TASK OBJECTIVE:
Rewrite the items below from the beginning up to and including the line with "(1018, 272)", replacing "dead tree trunk" with "fallen log" and keeping everything else the same. Omit the pictures from your answer.

DATASET EXCERPTS:
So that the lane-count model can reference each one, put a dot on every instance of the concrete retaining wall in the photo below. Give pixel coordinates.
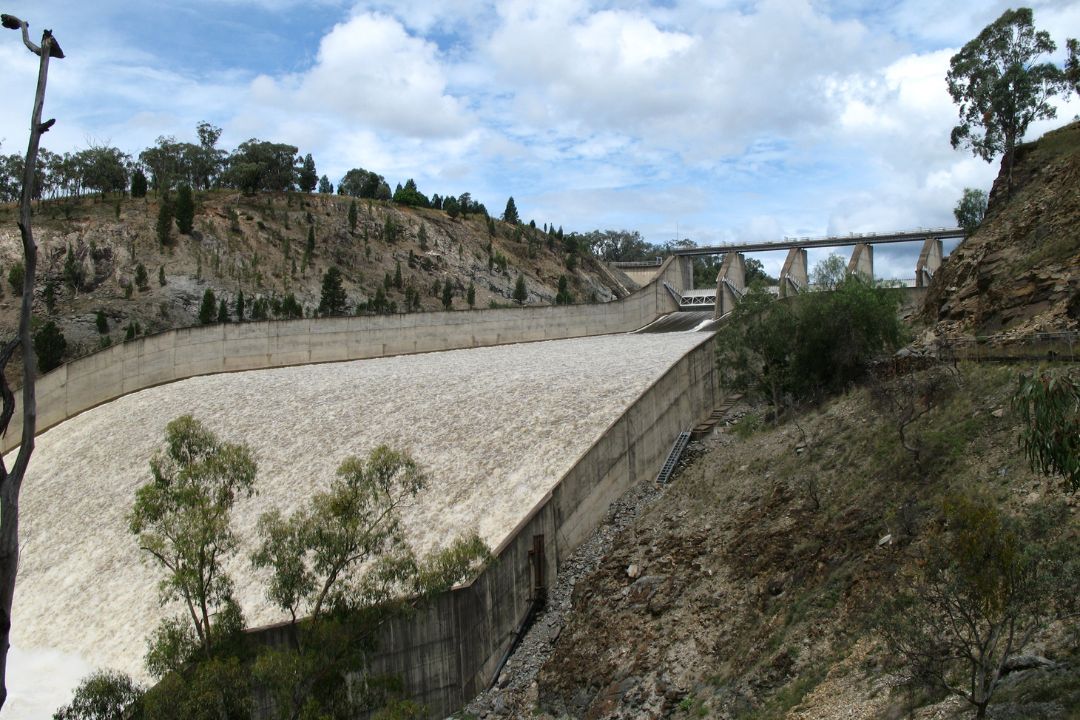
(177, 354)
(450, 649)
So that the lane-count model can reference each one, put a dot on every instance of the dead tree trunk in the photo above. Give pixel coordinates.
(11, 480)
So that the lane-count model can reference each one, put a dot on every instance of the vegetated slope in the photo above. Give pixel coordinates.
(257, 244)
(748, 589)
(1017, 273)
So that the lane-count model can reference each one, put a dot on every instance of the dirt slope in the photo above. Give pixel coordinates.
(257, 245)
(1018, 272)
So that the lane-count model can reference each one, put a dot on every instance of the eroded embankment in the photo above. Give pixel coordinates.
(495, 426)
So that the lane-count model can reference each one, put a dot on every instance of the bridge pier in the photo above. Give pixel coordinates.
(794, 277)
(730, 283)
(930, 260)
(862, 261)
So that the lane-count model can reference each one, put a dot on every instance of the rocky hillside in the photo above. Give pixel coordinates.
(752, 585)
(1017, 273)
(91, 250)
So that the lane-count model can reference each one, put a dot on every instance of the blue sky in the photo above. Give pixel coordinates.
(713, 120)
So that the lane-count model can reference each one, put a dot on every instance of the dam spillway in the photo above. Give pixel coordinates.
(494, 426)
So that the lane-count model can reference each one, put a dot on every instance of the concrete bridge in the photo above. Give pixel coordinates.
(453, 648)
(794, 276)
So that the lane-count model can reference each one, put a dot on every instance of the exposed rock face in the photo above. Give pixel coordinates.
(1017, 273)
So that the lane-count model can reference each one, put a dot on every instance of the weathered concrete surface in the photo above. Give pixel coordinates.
(177, 354)
(450, 650)
(496, 428)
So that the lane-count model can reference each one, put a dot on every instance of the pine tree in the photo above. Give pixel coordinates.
(49, 345)
(164, 226)
(334, 298)
(207, 308)
(185, 211)
(510, 215)
(142, 280)
(307, 178)
(521, 295)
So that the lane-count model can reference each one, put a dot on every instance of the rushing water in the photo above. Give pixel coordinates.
(495, 428)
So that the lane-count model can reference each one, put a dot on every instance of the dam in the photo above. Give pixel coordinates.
(515, 437)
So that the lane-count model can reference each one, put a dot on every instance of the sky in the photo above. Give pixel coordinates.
(710, 120)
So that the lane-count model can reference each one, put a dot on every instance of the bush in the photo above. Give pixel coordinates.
(103, 695)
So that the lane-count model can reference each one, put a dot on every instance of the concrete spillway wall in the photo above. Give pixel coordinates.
(450, 649)
(177, 354)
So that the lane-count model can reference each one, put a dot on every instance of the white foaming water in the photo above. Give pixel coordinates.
(495, 428)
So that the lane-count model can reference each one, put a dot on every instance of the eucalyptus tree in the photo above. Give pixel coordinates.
(11, 479)
(1001, 87)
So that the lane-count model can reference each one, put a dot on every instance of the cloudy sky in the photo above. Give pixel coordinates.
(714, 120)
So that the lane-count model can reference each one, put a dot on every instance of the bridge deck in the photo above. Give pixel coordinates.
(838, 241)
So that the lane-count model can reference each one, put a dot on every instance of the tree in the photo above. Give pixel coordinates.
(164, 225)
(1072, 64)
(207, 308)
(307, 178)
(185, 209)
(451, 207)
(103, 695)
(11, 479)
(138, 184)
(564, 297)
(181, 518)
(260, 165)
(970, 209)
(104, 168)
(1000, 87)
(142, 280)
(984, 588)
(15, 276)
(521, 295)
(510, 215)
(72, 270)
(1049, 406)
(333, 301)
(50, 345)
(447, 295)
(314, 557)
(755, 271)
(829, 273)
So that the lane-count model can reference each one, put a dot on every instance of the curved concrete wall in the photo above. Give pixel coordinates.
(449, 650)
(177, 354)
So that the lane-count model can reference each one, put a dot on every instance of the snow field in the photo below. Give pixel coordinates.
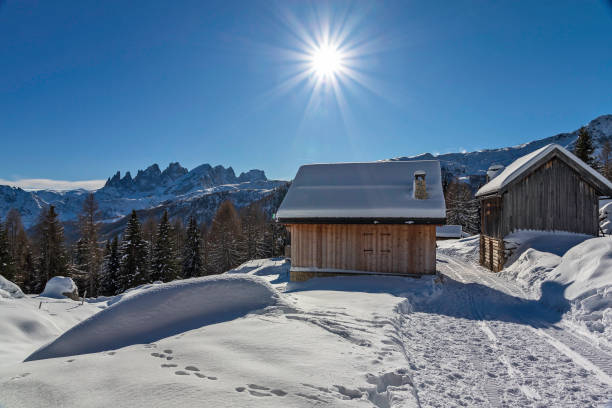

PROBLEM SOLUTION:
So that the lane-count model can reference each one, put a dot on every instance of the concrete retaining wall in the photo below. Give pixel coordinates.
(177, 354)
(450, 649)
So that the lane-count model can reference each one, put a dot on every instance of the fallen log in the photo above. Give pixel coordinates.
(11, 480)
So that the lane-count model can reference each one, put a dot on every instance of the vegetated slope in the photo above. Give pixel coordinates.
(257, 244)
(748, 589)
(1017, 273)
So that the lane-count model can reference each one, put a dot on every instance of the dirt slope in the photo above. Give pixel coordinates.
(257, 245)
(1018, 272)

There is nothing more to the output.